>>>

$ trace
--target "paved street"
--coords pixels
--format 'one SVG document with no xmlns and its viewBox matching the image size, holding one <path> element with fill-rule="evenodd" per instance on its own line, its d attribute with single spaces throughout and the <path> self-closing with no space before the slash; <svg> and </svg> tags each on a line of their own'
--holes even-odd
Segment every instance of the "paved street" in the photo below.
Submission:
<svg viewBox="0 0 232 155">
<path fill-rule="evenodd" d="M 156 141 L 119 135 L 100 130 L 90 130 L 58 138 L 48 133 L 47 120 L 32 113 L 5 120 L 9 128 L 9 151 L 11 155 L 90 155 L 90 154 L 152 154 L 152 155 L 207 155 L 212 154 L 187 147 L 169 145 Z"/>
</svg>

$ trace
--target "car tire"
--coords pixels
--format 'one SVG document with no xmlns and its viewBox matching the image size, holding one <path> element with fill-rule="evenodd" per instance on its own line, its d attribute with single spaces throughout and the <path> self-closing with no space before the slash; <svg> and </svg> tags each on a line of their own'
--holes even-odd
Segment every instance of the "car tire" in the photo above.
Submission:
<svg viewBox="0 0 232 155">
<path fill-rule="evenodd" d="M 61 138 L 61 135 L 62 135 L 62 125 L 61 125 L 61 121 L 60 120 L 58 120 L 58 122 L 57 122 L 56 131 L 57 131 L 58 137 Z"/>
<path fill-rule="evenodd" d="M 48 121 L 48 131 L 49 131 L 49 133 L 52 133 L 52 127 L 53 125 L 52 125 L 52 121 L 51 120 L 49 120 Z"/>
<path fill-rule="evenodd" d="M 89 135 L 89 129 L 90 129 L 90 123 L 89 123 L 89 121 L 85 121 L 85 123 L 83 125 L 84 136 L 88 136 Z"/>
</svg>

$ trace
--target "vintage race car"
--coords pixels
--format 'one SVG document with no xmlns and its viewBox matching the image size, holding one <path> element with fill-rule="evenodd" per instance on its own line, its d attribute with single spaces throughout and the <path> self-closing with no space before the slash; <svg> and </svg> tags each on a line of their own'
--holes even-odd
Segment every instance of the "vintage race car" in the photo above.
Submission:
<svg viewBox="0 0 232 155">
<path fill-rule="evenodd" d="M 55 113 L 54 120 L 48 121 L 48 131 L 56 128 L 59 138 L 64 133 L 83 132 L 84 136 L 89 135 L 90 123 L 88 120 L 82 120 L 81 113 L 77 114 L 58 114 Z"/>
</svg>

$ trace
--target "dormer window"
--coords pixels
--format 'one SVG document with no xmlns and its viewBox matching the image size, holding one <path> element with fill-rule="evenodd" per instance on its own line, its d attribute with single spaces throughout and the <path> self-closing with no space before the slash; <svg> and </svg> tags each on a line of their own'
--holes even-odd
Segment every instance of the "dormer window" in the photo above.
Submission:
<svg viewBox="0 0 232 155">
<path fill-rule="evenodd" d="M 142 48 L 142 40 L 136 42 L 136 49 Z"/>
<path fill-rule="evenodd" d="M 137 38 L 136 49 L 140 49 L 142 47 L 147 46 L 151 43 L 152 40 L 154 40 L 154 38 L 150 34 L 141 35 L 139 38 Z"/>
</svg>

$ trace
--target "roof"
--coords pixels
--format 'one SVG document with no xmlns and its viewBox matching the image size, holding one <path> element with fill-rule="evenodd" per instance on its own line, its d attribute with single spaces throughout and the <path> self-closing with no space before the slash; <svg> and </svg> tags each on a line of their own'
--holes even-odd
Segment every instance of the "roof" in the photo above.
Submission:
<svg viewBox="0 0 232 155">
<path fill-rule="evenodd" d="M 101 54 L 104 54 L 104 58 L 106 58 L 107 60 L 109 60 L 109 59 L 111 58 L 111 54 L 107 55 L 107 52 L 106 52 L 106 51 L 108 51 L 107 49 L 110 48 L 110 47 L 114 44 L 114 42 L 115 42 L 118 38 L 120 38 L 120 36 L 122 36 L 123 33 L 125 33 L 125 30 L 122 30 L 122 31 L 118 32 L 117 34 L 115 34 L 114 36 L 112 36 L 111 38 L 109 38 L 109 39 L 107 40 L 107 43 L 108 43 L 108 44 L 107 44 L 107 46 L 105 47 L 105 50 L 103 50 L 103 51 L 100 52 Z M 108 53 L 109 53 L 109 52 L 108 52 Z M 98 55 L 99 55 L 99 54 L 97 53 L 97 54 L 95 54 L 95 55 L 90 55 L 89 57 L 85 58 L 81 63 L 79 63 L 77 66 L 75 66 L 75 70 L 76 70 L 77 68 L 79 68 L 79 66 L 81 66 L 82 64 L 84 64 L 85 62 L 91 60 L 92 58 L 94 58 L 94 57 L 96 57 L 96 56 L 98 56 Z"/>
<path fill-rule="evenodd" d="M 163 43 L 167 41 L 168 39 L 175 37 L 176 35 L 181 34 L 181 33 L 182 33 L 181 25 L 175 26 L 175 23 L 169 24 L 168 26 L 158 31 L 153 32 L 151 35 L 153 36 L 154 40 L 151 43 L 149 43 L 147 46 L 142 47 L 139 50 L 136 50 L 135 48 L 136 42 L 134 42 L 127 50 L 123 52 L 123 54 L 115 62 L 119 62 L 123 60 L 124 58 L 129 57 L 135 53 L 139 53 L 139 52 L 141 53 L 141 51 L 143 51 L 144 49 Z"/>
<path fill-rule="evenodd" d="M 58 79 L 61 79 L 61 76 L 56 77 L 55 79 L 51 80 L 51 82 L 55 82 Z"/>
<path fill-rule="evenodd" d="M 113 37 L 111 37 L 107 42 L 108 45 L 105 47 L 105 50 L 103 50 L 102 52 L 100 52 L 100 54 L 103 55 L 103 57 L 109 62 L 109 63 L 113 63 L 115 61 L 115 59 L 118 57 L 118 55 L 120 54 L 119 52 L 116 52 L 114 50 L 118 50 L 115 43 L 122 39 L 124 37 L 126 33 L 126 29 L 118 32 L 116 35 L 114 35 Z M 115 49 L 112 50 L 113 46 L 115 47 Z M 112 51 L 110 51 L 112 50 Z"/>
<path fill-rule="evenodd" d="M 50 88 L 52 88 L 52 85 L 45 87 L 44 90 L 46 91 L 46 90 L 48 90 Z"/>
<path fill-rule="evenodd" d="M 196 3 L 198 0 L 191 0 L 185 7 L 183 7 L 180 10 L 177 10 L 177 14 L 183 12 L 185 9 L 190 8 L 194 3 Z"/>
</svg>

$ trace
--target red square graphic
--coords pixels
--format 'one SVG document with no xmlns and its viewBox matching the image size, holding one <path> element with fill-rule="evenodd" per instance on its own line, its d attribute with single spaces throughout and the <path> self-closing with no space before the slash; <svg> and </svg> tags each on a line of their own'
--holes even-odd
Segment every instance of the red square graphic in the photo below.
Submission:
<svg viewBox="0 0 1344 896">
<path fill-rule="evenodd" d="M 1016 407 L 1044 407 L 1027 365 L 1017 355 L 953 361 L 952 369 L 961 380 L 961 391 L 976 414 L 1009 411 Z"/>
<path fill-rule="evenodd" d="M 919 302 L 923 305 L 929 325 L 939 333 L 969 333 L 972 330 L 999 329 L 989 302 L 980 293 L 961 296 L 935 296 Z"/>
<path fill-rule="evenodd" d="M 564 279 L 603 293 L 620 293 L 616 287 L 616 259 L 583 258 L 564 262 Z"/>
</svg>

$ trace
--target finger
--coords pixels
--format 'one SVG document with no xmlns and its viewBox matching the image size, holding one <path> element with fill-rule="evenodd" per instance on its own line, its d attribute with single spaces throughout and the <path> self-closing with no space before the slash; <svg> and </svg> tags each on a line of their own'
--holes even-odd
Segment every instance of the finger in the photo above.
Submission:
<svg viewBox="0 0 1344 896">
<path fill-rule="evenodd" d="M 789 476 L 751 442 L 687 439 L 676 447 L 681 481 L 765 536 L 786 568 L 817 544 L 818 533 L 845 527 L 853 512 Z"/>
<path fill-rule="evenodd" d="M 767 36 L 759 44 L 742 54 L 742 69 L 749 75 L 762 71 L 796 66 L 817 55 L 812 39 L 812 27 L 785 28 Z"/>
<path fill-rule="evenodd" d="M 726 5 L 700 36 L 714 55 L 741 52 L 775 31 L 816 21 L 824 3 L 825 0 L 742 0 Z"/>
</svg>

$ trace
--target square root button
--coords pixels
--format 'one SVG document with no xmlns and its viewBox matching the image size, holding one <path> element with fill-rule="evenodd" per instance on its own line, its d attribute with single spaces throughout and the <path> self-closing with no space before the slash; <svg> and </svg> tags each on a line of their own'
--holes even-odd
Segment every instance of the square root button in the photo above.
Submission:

<<<

→ **Problem to work on**:
List every line of the material above that contains the word "vintage", copying each line in full.

→ **Answer to the task**:
--target "vintage race car"
Segment every instance of the "vintage race car" in the photo above.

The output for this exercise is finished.